** begin **
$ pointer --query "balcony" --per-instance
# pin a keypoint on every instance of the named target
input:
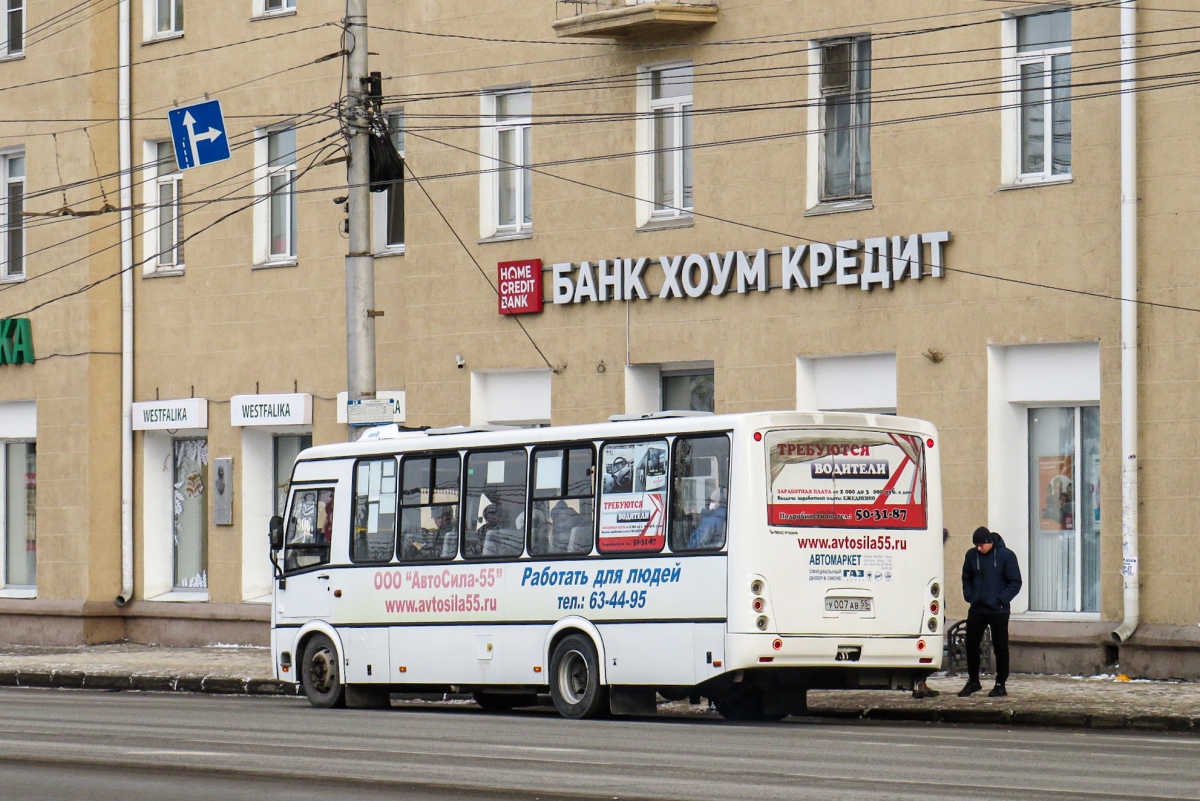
(631, 18)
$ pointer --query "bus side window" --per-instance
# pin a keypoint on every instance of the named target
(310, 529)
(375, 511)
(429, 518)
(496, 497)
(563, 501)
(700, 494)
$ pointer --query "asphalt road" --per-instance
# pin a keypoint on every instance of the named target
(76, 745)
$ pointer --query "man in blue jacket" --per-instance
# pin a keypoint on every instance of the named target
(991, 578)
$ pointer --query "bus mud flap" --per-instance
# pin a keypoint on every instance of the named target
(631, 700)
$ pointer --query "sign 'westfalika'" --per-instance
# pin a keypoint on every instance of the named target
(16, 341)
(877, 262)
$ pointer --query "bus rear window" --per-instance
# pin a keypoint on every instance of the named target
(845, 480)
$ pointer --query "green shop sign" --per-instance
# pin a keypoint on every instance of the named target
(16, 341)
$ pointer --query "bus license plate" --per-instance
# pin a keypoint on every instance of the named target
(847, 604)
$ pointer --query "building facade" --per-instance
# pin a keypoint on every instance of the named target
(611, 208)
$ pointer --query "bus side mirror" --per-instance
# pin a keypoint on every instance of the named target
(276, 533)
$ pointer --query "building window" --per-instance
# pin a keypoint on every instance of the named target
(168, 17)
(845, 92)
(669, 115)
(12, 223)
(276, 230)
(1037, 98)
(688, 390)
(508, 180)
(388, 210)
(1065, 509)
(18, 504)
(286, 449)
(191, 513)
(165, 223)
(13, 42)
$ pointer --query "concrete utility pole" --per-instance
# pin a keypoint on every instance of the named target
(360, 362)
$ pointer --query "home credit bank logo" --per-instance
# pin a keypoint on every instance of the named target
(520, 287)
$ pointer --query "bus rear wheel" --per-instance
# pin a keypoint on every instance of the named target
(575, 679)
(321, 676)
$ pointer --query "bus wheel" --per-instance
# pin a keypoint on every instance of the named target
(321, 676)
(743, 703)
(575, 679)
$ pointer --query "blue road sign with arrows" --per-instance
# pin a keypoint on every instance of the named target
(198, 133)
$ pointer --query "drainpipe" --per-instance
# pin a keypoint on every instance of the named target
(126, 182)
(1128, 321)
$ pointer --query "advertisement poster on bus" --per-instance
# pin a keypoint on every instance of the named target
(846, 480)
(633, 506)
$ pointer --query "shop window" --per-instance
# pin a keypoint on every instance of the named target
(286, 447)
(633, 497)
(1065, 509)
(1037, 98)
(562, 515)
(700, 493)
(429, 517)
(310, 529)
(496, 498)
(18, 504)
(191, 513)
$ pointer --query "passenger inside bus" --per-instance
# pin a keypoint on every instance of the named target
(711, 530)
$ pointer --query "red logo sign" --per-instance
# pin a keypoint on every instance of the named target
(520, 287)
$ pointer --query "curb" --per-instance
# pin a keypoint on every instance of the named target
(209, 685)
(1018, 717)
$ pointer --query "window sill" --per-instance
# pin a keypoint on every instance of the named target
(183, 596)
(1031, 184)
(162, 37)
(166, 272)
(507, 238)
(838, 206)
(667, 223)
(271, 265)
(274, 14)
(1063, 616)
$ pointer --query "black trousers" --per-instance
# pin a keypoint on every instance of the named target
(977, 621)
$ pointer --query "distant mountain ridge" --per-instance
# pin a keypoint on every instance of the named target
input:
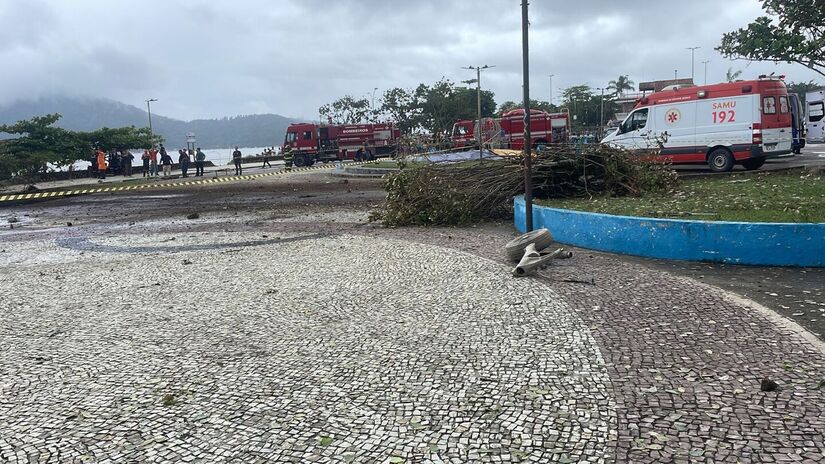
(79, 114)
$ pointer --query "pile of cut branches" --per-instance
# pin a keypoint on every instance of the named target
(471, 191)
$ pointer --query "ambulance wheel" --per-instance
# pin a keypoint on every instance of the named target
(753, 163)
(721, 160)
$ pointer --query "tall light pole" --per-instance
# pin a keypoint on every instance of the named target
(149, 110)
(528, 162)
(601, 114)
(692, 60)
(478, 102)
(706, 71)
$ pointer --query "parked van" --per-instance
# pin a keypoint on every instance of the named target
(815, 101)
(742, 122)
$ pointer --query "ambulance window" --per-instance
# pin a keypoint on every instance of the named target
(769, 105)
(637, 120)
(783, 105)
(816, 110)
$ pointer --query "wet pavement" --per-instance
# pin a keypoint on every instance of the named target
(280, 326)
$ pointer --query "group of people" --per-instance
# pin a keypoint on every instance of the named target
(114, 160)
(122, 162)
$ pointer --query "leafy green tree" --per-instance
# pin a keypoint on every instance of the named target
(402, 107)
(619, 85)
(120, 138)
(793, 33)
(431, 107)
(348, 110)
(37, 145)
(732, 76)
(442, 104)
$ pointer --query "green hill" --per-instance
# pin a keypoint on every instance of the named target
(258, 130)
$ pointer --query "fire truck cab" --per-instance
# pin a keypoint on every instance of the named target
(742, 122)
(312, 142)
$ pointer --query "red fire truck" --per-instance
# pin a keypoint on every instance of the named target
(508, 131)
(312, 142)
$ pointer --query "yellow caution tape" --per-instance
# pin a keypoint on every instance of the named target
(86, 191)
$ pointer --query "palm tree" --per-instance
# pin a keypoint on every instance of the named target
(733, 75)
(620, 85)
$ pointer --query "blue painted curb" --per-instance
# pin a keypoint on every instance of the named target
(754, 243)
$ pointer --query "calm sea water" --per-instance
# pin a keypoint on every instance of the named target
(218, 156)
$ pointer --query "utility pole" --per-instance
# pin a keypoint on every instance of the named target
(149, 110)
(528, 162)
(692, 60)
(706, 71)
(601, 114)
(478, 101)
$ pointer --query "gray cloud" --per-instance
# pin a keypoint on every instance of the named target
(217, 58)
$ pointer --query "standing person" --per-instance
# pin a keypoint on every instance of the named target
(183, 159)
(166, 162)
(101, 164)
(236, 158)
(145, 159)
(126, 159)
(266, 154)
(200, 157)
(287, 151)
(153, 162)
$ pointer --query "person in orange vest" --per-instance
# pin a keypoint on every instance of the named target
(101, 163)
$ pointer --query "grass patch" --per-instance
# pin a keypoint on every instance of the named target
(763, 197)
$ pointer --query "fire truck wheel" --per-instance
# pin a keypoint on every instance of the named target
(514, 249)
(720, 160)
(753, 163)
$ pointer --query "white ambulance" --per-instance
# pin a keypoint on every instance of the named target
(815, 116)
(721, 125)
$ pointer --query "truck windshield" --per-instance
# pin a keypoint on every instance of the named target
(816, 110)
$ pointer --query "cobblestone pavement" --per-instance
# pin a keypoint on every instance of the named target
(289, 349)
(658, 368)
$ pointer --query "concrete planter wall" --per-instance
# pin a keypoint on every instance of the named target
(756, 243)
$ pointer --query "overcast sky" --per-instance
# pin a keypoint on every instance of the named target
(204, 59)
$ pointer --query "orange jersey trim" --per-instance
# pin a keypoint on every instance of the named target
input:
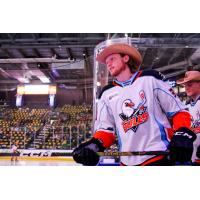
(106, 137)
(151, 160)
(181, 119)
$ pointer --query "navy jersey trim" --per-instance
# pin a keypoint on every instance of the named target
(105, 88)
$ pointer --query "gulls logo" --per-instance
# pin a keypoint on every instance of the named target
(132, 115)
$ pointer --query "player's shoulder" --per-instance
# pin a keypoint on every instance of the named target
(153, 73)
(106, 88)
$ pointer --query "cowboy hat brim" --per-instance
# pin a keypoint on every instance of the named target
(189, 76)
(120, 48)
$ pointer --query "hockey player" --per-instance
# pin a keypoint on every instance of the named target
(191, 82)
(138, 108)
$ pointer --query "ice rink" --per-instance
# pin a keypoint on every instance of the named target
(7, 162)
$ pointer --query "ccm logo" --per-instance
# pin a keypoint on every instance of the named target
(183, 134)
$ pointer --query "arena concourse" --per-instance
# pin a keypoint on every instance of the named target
(49, 86)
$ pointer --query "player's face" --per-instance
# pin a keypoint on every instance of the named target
(192, 88)
(115, 64)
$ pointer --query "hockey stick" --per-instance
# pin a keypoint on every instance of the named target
(133, 153)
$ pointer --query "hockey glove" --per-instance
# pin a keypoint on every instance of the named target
(86, 154)
(181, 146)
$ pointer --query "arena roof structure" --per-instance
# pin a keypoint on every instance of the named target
(67, 58)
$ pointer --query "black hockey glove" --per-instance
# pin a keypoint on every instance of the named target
(181, 146)
(86, 154)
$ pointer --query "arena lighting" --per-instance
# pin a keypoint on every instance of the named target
(44, 79)
(182, 89)
(36, 89)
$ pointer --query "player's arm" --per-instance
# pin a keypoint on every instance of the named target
(103, 137)
(181, 145)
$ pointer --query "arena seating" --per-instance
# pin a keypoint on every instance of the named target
(45, 128)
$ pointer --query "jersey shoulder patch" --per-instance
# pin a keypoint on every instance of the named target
(154, 73)
(107, 87)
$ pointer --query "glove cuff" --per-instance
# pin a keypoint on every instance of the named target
(186, 132)
(99, 144)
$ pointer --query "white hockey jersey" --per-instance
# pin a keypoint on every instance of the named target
(137, 111)
(194, 110)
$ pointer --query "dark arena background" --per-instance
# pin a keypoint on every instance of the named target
(49, 85)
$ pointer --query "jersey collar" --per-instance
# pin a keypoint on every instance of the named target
(128, 82)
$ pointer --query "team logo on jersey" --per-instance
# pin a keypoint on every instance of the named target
(134, 115)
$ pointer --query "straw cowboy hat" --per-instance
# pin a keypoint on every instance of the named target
(189, 76)
(120, 48)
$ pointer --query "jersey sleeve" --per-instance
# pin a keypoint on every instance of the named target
(104, 124)
(167, 99)
(171, 105)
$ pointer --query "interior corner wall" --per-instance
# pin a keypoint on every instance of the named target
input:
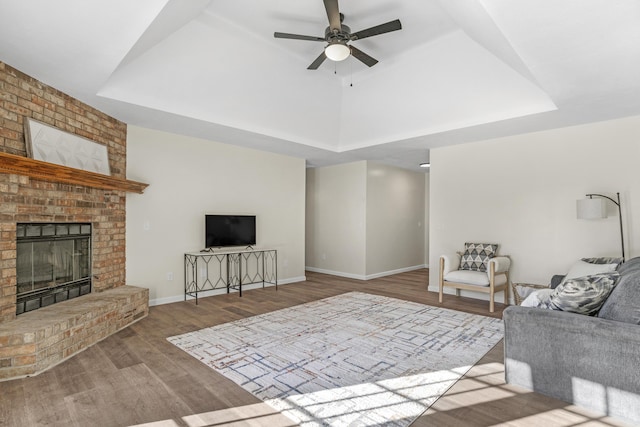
** end **
DIRECTIONS: From the data above, copy each line that contains the string "jersey".

ANSWER:
$ pointer --query "orange jersey trim" --per-instance
$ pointer --query "navy jersey trim" --per-instance
$ pointer --query "jersey shoulder patch" --per-instance
$ pointer --query "white hockey jersey" --per-instance
$ pointer --query "jersey collar" --per-instance
$ pointer --query "team logo on jersey" --per-instance
$ pointer --query "jersey sleeve" --per-instance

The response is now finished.